Pointing dataset excerpts
————

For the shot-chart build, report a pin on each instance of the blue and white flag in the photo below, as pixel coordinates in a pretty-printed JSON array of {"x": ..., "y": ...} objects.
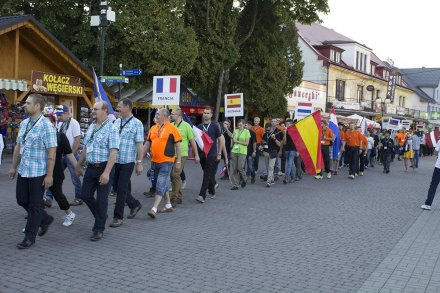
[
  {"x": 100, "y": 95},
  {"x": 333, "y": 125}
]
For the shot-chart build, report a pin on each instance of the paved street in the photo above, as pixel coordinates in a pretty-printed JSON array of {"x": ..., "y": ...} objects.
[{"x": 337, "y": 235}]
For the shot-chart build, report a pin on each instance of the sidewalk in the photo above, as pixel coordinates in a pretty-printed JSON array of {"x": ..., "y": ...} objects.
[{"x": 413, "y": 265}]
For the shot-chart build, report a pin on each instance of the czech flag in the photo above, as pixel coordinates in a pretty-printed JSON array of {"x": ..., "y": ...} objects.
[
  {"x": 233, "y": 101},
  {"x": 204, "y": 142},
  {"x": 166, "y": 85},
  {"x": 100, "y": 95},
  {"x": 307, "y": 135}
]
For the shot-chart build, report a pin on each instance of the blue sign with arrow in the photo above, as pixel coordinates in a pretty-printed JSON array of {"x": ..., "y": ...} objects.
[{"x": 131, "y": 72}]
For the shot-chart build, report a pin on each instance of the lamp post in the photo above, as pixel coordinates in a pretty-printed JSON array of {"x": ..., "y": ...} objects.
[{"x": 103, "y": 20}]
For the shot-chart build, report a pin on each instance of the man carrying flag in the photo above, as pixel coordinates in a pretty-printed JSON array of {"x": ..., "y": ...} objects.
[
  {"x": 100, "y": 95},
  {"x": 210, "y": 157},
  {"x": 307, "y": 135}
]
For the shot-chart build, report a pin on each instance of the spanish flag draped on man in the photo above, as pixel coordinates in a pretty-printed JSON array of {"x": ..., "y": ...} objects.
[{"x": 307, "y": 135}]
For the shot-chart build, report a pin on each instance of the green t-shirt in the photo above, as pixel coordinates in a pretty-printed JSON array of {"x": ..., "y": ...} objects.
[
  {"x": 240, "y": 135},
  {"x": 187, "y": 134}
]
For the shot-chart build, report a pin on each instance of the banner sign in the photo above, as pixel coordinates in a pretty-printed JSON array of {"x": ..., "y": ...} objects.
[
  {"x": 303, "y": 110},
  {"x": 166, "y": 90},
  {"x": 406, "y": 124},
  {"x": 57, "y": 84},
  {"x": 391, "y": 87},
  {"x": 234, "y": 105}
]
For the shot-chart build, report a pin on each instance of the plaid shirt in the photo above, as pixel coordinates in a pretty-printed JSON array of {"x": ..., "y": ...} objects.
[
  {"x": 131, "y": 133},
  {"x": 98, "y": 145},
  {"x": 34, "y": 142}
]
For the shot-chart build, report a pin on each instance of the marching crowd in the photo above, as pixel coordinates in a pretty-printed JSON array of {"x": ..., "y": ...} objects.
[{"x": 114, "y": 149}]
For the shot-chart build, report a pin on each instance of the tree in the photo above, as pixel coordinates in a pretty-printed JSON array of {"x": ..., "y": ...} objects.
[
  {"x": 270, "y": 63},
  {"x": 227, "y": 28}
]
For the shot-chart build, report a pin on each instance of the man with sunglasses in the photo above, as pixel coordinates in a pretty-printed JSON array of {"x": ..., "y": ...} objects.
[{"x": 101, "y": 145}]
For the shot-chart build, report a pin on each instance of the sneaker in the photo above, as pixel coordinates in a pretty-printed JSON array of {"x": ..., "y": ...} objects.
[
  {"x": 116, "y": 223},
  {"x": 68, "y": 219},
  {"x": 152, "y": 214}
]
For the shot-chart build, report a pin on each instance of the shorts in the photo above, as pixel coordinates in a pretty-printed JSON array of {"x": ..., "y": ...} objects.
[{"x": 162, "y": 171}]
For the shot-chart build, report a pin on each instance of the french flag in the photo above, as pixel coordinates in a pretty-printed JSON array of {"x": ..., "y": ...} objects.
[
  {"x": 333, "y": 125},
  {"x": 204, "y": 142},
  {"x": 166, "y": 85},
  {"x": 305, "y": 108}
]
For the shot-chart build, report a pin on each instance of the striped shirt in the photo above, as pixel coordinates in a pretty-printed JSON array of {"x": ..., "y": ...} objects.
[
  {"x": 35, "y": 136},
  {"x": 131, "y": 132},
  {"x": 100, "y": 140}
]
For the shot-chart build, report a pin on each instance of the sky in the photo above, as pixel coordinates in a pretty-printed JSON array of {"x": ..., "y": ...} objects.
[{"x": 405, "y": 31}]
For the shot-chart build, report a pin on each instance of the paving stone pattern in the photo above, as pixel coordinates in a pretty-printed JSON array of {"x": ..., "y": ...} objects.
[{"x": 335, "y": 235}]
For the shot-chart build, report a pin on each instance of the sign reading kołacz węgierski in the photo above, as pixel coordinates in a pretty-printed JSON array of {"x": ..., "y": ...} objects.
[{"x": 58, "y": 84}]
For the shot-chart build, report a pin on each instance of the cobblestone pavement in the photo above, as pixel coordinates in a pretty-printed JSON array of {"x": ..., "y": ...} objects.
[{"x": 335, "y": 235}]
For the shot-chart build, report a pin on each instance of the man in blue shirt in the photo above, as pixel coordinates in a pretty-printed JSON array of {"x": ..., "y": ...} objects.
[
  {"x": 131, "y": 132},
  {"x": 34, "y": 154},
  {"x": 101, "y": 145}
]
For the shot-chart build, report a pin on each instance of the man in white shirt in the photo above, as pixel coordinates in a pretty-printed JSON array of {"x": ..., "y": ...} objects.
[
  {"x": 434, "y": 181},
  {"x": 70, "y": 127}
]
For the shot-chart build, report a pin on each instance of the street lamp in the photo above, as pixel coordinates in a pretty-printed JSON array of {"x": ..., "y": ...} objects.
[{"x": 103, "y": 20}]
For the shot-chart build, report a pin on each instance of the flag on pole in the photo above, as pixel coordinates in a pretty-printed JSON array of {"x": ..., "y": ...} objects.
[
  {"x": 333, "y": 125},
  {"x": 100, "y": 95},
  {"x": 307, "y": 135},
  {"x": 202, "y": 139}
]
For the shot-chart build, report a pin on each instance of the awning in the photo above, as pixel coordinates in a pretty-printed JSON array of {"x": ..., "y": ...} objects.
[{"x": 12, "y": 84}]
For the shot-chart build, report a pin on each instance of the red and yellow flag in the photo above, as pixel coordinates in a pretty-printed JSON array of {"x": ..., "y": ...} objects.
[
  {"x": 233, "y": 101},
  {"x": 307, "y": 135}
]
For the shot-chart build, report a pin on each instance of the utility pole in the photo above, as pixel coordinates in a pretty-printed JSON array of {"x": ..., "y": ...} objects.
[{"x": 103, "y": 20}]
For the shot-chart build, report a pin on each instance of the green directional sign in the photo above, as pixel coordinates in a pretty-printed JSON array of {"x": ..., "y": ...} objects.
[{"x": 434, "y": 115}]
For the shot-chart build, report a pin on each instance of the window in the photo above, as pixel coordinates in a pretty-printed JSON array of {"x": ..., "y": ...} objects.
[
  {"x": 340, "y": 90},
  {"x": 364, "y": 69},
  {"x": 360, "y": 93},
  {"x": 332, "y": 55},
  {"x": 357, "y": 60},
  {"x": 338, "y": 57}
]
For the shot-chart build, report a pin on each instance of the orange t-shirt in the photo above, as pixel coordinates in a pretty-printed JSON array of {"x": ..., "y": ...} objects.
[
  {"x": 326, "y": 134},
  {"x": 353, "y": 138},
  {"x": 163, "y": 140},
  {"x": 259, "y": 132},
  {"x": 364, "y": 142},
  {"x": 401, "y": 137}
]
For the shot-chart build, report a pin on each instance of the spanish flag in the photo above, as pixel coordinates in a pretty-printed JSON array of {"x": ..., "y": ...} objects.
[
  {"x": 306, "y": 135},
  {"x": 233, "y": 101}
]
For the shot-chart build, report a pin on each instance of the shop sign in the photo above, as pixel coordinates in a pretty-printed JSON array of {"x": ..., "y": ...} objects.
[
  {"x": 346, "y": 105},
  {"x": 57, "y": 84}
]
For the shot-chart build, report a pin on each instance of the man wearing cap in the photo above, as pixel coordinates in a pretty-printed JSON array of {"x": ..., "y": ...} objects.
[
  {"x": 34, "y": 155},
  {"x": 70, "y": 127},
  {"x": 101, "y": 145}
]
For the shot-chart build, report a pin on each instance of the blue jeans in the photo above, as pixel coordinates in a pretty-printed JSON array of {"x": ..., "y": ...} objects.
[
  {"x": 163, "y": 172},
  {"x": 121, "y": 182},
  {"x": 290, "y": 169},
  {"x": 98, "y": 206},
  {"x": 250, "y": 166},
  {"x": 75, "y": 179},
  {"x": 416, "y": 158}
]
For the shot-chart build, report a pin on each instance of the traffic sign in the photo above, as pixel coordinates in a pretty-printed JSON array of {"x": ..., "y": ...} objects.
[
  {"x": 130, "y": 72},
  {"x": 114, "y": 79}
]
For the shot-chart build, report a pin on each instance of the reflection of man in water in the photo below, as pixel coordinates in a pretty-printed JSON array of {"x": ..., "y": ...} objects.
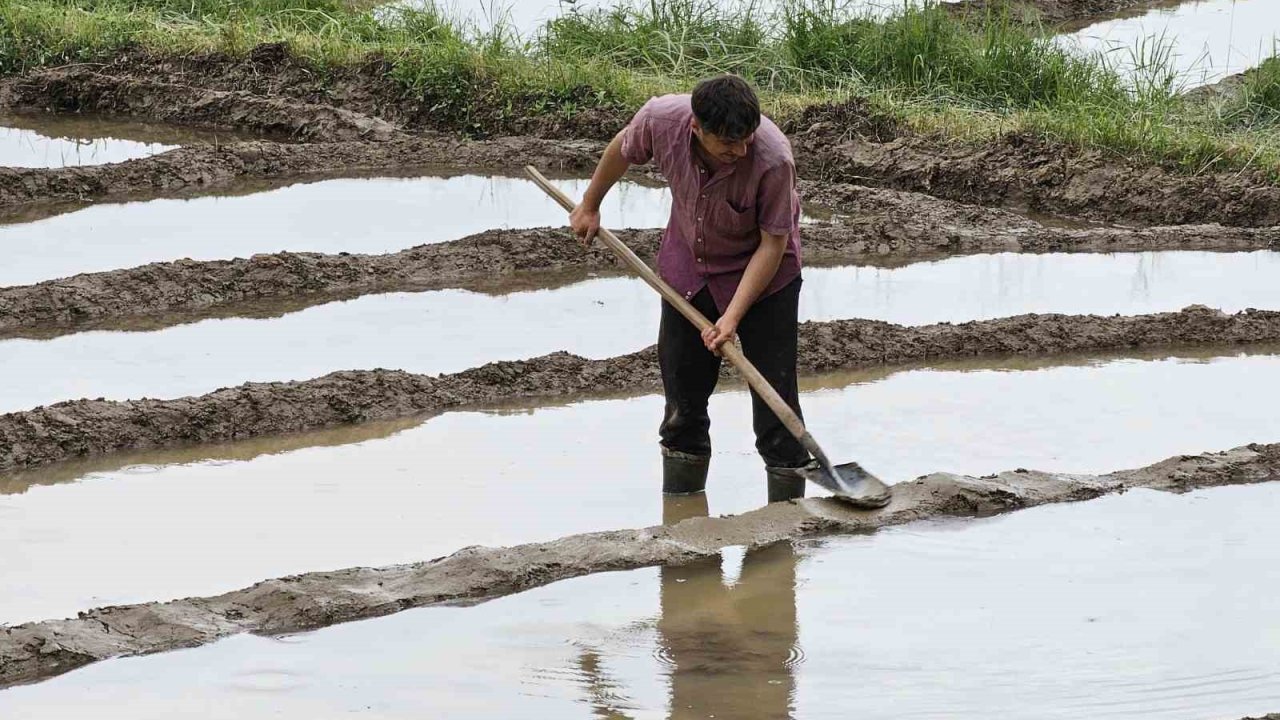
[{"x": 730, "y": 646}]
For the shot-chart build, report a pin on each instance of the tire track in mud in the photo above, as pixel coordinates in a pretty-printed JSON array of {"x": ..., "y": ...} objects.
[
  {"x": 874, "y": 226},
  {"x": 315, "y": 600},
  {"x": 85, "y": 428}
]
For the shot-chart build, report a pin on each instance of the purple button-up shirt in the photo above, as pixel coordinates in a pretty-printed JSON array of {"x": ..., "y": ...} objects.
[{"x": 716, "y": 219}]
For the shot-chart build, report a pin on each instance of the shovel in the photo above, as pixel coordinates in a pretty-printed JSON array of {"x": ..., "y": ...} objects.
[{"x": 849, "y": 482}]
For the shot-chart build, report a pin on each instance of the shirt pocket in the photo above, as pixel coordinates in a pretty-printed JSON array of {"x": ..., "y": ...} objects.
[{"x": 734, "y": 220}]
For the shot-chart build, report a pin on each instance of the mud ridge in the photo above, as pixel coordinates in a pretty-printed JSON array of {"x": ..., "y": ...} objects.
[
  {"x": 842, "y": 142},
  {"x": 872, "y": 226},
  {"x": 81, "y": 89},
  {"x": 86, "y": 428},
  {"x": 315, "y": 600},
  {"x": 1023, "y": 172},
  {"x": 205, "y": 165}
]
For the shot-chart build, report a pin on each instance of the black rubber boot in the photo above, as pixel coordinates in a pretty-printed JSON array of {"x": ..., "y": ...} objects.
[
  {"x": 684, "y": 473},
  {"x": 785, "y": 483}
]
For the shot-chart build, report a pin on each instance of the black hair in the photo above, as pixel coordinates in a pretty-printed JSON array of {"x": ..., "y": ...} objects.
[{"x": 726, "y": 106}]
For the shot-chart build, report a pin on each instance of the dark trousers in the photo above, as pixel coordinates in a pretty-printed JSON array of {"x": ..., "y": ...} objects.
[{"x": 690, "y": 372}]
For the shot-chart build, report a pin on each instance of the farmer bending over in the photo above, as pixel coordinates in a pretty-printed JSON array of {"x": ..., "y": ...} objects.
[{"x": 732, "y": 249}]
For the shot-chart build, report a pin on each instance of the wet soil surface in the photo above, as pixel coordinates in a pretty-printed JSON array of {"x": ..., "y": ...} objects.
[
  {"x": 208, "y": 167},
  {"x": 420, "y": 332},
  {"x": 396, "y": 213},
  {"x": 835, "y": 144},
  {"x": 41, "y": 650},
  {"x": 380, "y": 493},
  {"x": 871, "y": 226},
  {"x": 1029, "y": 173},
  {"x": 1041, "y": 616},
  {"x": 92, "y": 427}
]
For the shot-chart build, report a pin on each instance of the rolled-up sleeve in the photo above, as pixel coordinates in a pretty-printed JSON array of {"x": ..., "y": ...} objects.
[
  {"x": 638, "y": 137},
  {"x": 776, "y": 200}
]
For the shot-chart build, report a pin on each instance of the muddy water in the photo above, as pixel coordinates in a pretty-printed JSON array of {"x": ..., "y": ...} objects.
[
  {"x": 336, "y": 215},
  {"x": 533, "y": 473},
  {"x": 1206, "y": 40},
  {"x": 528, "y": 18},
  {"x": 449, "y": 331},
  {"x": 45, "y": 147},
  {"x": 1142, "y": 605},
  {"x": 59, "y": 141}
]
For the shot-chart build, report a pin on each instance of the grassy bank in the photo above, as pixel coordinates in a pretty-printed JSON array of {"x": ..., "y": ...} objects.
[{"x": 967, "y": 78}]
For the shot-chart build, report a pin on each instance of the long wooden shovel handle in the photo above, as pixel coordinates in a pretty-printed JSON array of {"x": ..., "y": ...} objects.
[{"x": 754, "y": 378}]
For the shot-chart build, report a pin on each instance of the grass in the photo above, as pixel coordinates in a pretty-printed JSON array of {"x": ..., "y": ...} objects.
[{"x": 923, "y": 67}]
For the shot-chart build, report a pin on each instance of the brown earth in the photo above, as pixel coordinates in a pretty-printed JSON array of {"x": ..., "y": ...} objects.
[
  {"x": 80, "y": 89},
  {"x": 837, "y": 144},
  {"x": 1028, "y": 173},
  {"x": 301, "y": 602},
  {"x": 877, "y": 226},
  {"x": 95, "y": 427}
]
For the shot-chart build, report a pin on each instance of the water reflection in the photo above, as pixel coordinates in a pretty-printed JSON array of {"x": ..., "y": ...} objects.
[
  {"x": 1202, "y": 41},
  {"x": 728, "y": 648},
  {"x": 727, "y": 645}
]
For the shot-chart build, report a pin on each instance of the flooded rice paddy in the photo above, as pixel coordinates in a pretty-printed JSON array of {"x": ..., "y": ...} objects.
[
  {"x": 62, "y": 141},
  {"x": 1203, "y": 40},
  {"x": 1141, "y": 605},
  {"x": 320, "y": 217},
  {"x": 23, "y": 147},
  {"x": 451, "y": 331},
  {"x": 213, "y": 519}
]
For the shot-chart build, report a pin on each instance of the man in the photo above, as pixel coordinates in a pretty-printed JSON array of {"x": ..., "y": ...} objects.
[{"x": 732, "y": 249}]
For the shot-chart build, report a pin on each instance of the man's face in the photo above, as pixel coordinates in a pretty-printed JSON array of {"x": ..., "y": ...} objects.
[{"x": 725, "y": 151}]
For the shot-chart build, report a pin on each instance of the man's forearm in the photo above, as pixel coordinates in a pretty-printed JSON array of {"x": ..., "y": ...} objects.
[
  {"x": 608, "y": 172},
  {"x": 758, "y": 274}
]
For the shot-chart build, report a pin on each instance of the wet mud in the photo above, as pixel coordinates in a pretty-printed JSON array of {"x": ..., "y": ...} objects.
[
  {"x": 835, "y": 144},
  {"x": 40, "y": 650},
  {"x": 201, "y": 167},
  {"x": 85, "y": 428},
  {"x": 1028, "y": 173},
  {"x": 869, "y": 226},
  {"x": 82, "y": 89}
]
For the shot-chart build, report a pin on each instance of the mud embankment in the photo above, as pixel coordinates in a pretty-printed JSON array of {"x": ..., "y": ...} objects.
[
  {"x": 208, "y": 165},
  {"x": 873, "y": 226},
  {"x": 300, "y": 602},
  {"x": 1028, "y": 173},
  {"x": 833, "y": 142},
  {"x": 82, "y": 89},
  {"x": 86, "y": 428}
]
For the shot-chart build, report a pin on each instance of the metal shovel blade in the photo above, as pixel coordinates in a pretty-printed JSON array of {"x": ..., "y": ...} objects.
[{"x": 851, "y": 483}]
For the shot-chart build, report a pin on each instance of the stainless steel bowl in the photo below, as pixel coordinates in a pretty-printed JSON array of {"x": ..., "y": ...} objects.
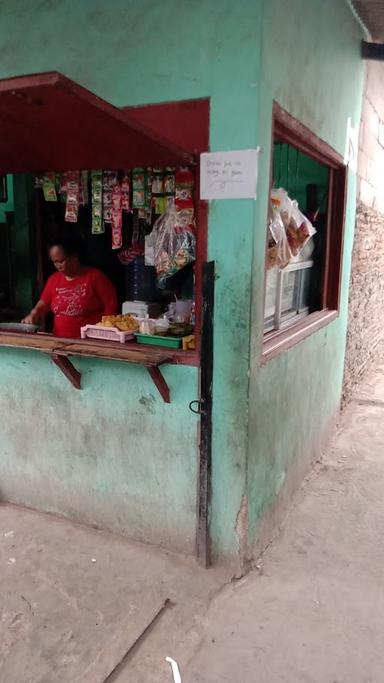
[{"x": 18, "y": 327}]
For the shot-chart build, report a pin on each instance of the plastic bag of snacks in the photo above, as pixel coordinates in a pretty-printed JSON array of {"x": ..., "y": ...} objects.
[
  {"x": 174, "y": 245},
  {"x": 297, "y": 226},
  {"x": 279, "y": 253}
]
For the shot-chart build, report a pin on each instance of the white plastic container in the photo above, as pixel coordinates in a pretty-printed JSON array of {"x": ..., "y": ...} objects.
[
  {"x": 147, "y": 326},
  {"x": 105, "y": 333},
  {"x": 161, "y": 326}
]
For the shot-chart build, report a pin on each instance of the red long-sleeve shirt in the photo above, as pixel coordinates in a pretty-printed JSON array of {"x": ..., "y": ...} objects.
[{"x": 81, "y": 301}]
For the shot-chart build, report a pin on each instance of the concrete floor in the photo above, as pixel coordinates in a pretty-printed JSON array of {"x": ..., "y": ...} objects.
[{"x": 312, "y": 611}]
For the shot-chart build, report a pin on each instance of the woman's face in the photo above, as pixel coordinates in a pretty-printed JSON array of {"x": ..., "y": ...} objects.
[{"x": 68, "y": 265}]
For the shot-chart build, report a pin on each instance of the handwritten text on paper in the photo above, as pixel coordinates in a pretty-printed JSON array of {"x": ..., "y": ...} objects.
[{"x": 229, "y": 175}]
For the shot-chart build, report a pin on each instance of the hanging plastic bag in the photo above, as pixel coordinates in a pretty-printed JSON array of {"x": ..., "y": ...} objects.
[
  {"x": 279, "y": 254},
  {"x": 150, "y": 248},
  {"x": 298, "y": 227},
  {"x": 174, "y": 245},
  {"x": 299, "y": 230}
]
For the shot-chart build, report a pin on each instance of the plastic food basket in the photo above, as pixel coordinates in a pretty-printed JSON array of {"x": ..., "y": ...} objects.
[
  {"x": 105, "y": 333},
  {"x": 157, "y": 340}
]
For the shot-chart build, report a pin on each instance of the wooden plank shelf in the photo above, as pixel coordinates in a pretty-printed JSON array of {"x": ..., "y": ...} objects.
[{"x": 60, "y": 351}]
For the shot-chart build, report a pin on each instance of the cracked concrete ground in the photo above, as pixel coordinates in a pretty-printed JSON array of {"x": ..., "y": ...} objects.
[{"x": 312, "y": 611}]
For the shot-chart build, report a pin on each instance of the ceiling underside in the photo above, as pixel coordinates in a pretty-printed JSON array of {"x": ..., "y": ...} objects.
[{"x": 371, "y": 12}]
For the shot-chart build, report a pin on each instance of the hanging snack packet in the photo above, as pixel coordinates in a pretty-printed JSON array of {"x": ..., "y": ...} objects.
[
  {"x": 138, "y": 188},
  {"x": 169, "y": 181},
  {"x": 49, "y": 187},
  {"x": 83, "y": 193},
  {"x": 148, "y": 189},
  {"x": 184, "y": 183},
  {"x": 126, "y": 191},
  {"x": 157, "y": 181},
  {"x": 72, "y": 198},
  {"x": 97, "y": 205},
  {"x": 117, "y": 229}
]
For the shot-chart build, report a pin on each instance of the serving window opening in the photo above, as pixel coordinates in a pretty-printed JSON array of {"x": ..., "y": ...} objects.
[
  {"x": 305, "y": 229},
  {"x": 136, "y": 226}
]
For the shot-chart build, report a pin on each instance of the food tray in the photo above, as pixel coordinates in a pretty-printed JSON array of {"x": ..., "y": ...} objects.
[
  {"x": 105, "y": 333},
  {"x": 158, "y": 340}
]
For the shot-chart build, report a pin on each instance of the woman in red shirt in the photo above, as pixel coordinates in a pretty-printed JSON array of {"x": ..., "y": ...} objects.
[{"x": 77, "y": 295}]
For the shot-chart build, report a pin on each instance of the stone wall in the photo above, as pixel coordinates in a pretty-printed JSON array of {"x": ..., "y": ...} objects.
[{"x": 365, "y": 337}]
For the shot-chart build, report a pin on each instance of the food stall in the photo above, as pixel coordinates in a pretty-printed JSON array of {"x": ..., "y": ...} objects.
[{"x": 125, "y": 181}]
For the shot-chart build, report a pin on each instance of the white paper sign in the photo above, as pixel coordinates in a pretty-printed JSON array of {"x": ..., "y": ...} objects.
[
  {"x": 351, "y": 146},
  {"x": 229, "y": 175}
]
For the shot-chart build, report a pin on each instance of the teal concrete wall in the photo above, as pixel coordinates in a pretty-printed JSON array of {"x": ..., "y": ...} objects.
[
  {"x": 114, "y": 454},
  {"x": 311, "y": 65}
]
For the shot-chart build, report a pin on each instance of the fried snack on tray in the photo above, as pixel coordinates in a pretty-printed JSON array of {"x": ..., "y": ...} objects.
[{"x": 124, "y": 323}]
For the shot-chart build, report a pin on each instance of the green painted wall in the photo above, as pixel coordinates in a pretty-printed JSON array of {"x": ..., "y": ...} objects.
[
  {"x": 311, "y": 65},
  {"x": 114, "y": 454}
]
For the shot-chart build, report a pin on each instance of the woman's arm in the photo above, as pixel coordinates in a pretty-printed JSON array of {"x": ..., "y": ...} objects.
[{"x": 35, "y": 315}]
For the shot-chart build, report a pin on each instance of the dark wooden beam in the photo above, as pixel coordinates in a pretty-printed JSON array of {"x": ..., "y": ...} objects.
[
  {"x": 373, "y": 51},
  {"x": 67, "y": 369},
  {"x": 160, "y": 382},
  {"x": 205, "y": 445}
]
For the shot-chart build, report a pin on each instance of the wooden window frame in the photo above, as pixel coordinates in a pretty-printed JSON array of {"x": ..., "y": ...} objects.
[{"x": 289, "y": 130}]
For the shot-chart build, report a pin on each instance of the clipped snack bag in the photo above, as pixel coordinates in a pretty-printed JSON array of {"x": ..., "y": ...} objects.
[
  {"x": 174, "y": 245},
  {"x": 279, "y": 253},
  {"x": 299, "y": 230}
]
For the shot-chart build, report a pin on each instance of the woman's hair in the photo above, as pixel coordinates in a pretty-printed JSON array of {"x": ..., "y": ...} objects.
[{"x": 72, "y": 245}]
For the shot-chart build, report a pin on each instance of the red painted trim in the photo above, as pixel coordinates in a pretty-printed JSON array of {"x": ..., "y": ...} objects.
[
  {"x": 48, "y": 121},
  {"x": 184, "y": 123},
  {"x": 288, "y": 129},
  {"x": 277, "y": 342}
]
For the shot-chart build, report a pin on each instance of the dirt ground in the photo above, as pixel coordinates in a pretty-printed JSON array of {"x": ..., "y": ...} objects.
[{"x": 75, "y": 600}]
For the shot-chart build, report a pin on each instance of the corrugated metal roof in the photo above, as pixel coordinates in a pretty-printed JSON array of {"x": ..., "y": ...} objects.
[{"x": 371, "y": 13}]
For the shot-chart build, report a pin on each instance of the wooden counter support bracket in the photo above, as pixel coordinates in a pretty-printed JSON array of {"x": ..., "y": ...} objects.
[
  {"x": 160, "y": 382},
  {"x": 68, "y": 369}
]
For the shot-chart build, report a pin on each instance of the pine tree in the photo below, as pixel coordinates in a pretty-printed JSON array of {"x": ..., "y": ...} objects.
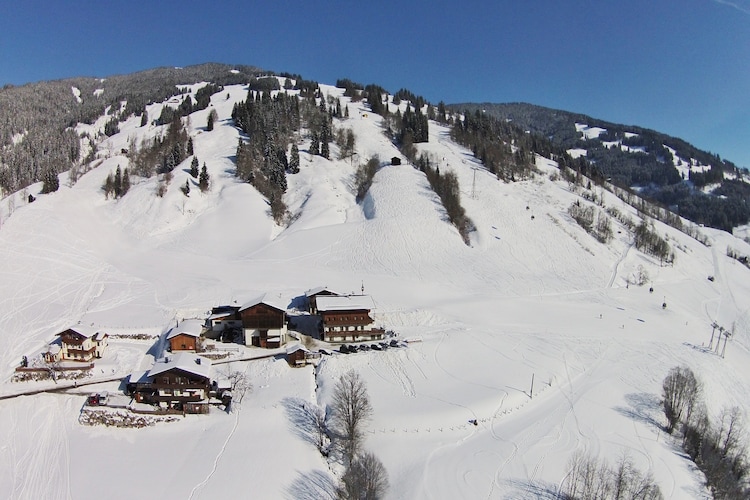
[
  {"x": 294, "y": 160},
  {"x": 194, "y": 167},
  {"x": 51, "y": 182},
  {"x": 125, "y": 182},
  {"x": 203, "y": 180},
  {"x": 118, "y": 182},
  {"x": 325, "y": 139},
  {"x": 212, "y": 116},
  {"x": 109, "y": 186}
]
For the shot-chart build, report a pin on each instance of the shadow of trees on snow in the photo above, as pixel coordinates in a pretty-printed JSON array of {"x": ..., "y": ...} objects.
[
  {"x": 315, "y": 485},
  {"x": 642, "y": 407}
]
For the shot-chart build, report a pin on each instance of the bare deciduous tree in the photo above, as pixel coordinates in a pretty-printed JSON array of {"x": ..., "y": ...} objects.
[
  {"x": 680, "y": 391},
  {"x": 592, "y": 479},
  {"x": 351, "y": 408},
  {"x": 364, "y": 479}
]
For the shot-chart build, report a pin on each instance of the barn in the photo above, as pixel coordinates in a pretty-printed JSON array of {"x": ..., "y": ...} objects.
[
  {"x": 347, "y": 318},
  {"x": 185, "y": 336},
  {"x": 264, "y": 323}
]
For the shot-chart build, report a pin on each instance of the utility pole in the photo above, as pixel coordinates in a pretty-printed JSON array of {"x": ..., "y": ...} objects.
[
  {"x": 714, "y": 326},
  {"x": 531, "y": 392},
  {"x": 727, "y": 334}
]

————

Take the line containing "of the pine" and every line after it up to the end of the data, and write them out exactly, without the pictures.

#### Exercise result
For the shot-chart build, report a pin on each instance of the pine tree in the photo below, as pixel coordinates in a pretty-printed JSON array of {"x": ..., "y": ...} objects.
[
  {"x": 294, "y": 160},
  {"x": 194, "y": 167},
  {"x": 51, "y": 182},
  {"x": 125, "y": 182},
  {"x": 203, "y": 180},
  {"x": 118, "y": 182},
  {"x": 325, "y": 139},
  {"x": 212, "y": 116},
  {"x": 109, "y": 186}
]
For the shot-chart build, report a pin on each instance of the shadow of trees on snow in the photo above, as pixel coordinates in a pretty-printed JSON array of {"x": ..., "y": ...} objects.
[
  {"x": 315, "y": 485},
  {"x": 642, "y": 407}
]
For the shot-chart build, report a pin on each instance of the bare deciduous tree in the photo above, as pixel coordinates in a pretty-printed JSON array of {"x": ..., "y": ...} objects.
[
  {"x": 680, "y": 391},
  {"x": 592, "y": 479},
  {"x": 351, "y": 408},
  {"x": 364, "y": 479}
]
For the shot-chart build, report a pin on each instance of the barn in the photo above, as pixel coordinates in a pretty-printed JSON array of {"x": ..., "y": ...} objects.
[
  {"x": 347, "y": 318},
  {"x": 185, "y": 336},
  {"x": 264, "y": 323}
]
For the shot-chart build, report a pin on each instance of the utility pole in the photo above, as pixel coordinates in a pretty-printed JSON array of {"x": ..., "y": ...} objects.
[
  {"x": 714, "y": 326},
  {"x": 531, "y": 392},
  {"x": 727, "y": 334}
]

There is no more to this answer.